▶ _EXCERPTED DATA_:
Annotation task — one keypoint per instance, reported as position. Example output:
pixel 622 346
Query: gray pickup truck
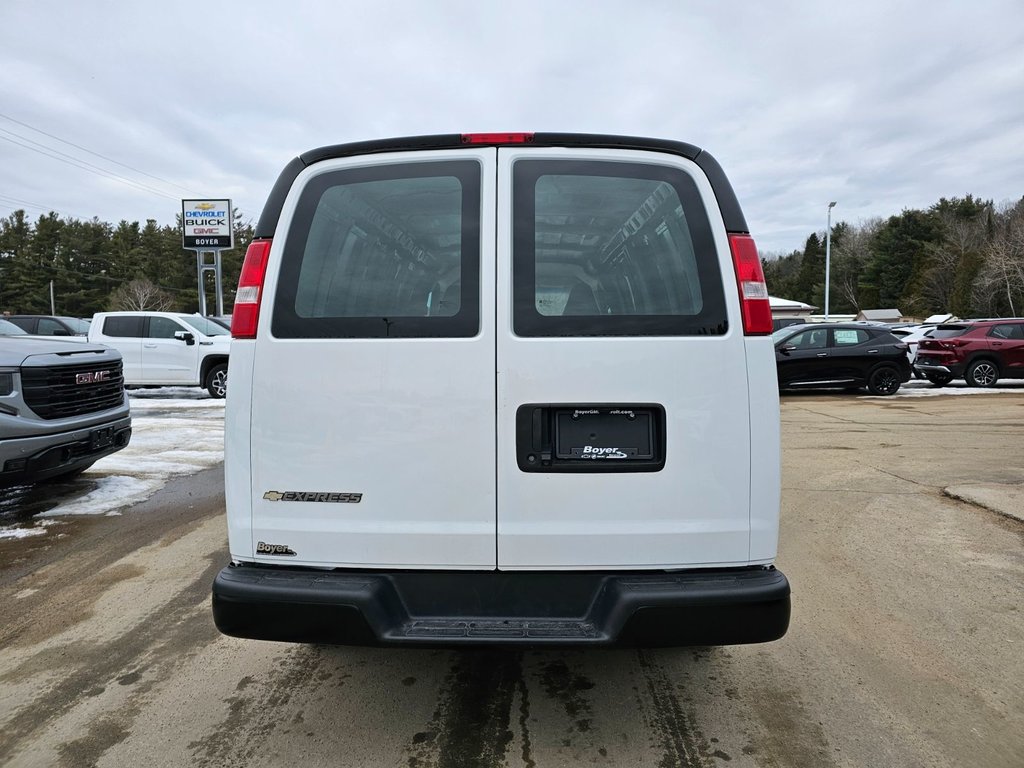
pixel 62 407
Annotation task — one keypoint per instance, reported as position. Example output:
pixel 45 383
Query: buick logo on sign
pixel 92 377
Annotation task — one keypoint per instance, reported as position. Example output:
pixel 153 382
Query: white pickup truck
pixel 167 348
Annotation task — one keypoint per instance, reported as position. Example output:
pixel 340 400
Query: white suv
pixel 167 348
pixel 503 388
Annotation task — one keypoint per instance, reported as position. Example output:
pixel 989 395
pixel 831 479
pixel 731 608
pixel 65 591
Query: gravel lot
pixel 905 647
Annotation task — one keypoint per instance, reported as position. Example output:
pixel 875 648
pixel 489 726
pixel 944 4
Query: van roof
pixel 732 215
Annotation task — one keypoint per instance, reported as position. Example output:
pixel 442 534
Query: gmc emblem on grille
pixel 92 377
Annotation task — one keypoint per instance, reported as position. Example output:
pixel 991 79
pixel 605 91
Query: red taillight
pixel 497 138
pixel 751 281
pixel 245 315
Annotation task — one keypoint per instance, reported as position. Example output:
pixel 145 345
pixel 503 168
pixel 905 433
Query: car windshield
pixel 205 326
pixel 78 325
pixel 9 329
pixel 783 333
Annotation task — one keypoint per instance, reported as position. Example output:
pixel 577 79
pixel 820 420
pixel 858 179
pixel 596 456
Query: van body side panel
pixel 238 452
pixel 384 456
pixel 765 439
pixel 694 511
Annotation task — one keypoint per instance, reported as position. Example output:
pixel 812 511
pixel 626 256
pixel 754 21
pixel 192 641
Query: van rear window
pixel 384 252
pixel 612 249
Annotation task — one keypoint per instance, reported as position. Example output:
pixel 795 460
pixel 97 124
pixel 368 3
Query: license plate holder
pixel 100 438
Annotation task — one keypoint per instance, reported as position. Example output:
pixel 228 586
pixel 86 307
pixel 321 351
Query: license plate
pixel 100 438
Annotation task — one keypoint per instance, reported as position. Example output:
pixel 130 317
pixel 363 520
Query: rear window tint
pixel 948 332
pixel 850 337
pixel 125 327
pixel 1012 331
pixel 384 252
pixel 612 249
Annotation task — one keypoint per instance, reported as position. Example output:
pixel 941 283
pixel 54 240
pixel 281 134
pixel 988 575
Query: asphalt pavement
pixel 898 535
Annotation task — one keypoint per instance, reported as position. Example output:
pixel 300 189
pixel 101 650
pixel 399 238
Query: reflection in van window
pixel 612 249
pixel 384 249
pixel 612 246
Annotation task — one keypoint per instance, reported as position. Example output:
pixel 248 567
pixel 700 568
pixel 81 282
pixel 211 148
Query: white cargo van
pixel 503 388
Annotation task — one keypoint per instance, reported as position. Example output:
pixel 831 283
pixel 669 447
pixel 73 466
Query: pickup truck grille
pixel 62 391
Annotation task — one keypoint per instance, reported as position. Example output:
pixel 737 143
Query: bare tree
pixel 849 258
pixel 140 295
pixel 1000 284
pixel 962 237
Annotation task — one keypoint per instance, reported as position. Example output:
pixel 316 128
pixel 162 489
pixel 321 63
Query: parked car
pixel 848 355
pixel 778 324
pixel 979 351
pixel 49 325
pixel 167 348
pixel 472 400
pixel 9 329
pixel 911 336
pixel 62 407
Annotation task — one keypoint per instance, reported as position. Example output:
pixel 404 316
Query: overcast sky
pixel 879 105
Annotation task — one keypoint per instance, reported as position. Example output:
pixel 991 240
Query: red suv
pixel 979 351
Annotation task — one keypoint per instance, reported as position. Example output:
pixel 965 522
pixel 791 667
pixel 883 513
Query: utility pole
pixel 827 254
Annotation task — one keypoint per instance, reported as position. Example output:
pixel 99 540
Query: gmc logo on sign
pixel 92 377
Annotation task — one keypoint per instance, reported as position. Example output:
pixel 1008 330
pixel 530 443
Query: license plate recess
pixel 590 438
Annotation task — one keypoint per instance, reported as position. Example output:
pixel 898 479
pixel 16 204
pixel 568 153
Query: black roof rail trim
pixel 732 214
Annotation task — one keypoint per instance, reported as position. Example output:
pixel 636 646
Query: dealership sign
pixel 207 224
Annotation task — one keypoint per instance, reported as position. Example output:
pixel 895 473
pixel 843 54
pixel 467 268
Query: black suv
pixel 848 355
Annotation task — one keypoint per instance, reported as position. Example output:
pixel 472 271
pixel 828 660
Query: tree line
pixel 96 266
pixel 963 255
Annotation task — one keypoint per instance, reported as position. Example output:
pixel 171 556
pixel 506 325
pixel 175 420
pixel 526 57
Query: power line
pixel 29 204
pixel 81 164
pixel 94 154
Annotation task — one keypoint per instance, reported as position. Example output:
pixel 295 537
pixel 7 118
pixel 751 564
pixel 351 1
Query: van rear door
pixel 373 374
pixel 623 427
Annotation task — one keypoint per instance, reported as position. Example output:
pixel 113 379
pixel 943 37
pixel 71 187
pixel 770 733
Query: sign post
pixel 207 228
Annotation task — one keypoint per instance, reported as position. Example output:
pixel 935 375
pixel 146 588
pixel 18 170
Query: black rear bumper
pixel 448 608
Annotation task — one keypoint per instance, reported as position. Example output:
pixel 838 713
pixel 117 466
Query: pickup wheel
pixel 982 374
pixel 884 381
pixel 216 381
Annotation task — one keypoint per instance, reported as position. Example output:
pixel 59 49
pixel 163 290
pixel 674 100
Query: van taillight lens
pixel 751 281
pixel 497 138
pixel 245 315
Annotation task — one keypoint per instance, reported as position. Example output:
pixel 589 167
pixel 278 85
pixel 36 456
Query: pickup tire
pixel 216 381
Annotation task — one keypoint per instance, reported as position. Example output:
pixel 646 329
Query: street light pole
pixel 827 255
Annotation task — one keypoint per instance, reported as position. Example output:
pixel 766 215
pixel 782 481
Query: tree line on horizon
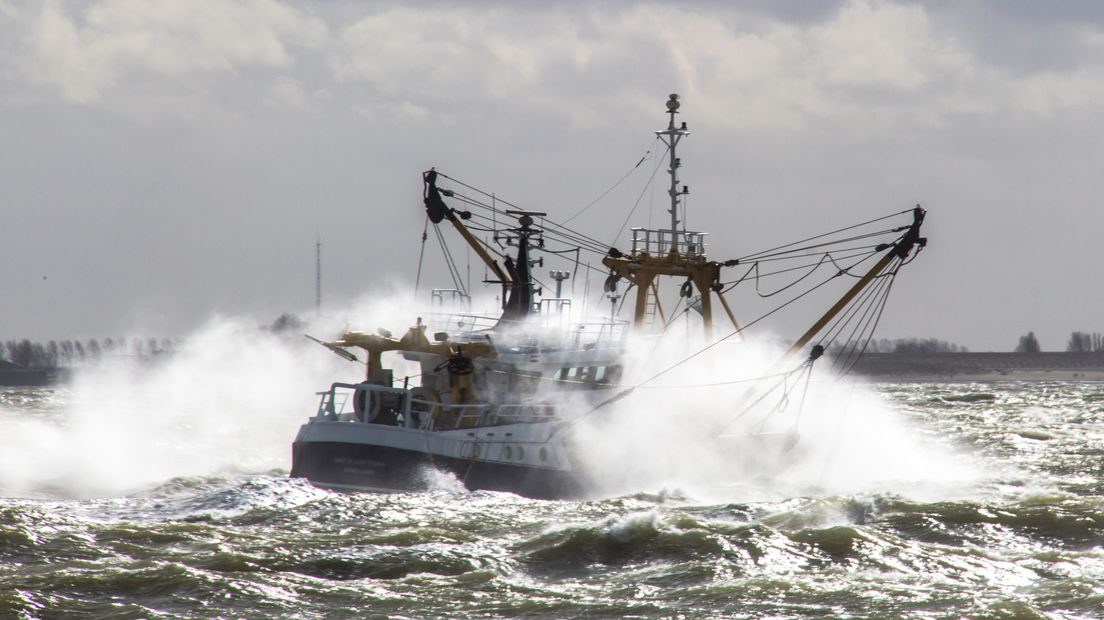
pixel 60 353
pixel 1080 342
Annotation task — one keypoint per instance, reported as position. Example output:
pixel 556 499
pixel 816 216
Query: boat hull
pixel 367 467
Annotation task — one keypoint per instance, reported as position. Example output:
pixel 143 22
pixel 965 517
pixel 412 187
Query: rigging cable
pixel 647 153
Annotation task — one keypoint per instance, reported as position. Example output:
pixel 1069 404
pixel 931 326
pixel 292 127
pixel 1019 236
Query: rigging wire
pixel 421 255
pixel 859 225
pixel 659 162
pixel 647 155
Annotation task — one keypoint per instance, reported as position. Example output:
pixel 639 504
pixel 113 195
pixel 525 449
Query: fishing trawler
pixel 497 397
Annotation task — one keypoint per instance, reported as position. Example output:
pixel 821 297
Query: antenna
pixel 318 275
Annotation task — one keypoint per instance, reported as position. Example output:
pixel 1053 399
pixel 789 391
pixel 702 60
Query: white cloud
pixel 86 54
pixel 871 64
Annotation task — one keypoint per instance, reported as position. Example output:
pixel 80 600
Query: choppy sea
pixel 1025 538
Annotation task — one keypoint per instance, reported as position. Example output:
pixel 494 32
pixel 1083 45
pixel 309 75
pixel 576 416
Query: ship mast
pixel 671 137
pixel 671 253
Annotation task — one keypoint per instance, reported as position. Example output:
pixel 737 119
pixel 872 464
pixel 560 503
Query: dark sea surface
pixel 1021 538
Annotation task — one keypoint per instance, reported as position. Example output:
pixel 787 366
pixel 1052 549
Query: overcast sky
pixel 161 161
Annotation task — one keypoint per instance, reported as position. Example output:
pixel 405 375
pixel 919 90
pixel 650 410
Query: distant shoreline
pixel 914 367
pixel 937 367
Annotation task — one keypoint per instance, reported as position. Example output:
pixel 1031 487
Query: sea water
pixel 1020 536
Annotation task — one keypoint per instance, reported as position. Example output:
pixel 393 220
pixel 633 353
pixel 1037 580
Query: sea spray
pixel 732 423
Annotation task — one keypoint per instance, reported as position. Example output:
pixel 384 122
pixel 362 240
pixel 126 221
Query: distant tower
pixel 318 275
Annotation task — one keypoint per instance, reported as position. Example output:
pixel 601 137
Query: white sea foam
pixel 825 437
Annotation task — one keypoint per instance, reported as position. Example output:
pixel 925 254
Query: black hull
pixel 381 468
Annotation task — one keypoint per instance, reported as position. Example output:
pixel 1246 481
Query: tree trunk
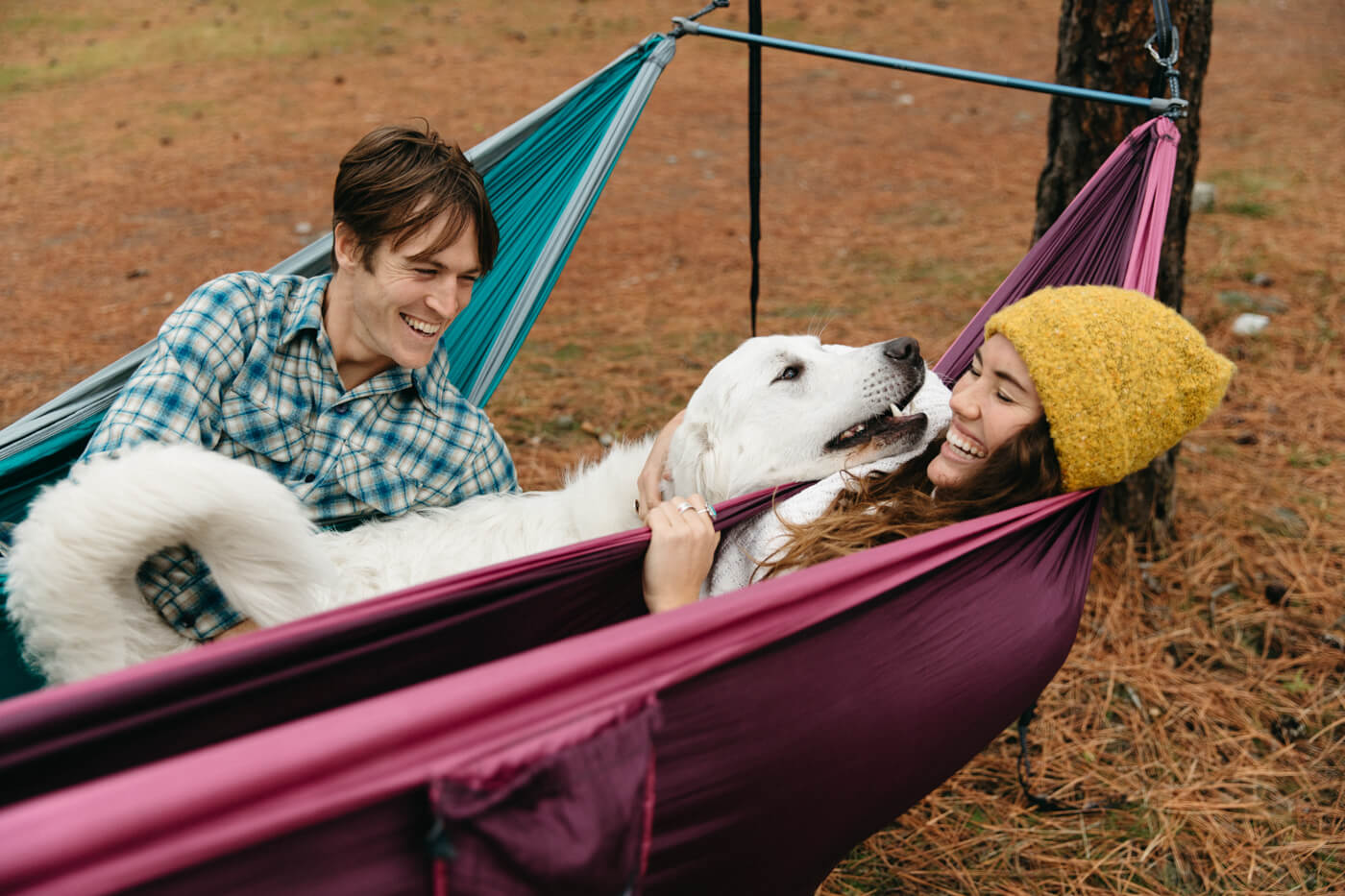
pixel 1102 47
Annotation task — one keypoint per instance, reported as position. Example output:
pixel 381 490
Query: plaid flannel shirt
pixel 245 368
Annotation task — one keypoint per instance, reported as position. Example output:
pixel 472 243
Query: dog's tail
pixel 73 563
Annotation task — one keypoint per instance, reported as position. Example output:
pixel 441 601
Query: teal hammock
pixel 544 174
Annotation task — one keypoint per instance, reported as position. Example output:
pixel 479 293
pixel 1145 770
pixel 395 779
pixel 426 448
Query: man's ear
pixel 345 245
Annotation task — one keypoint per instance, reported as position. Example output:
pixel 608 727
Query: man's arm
pixel 175 396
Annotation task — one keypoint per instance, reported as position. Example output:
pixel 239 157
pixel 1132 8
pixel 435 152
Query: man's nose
pixel 443 299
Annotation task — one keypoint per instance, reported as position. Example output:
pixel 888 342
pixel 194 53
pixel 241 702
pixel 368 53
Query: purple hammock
pixel 526 728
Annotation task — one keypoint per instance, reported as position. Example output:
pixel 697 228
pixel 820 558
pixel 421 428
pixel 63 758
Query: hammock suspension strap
pixel 1163 47
pixel 1154 105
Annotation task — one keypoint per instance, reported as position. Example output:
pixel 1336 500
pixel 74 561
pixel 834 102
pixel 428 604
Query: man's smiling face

▶ _WORK INSTRUCTION_: Everything from the line with "pixel 368 53" through the end of the listing, both ends included, needs to be transcribed exactly, with no other lines.

▶ _SOLUTION TO THE PROBLEM_:
pixel 368 53
Query: purple hammock
pixel 526 728
Annotation task — one keypoint per instance, reported as position. Example output:
pixel 697 228
pixel 820 558
pixel 421 428
pixel 63 758
Query: hammock suspension strap
pixel 1163 47
pixel 1154 105
Annotation task — one keypoint per instance, reported as position. Example output:
pixel 1336 500
pixel 74 561
pixel 834 102
pixel 428 604
Query: man's smiling face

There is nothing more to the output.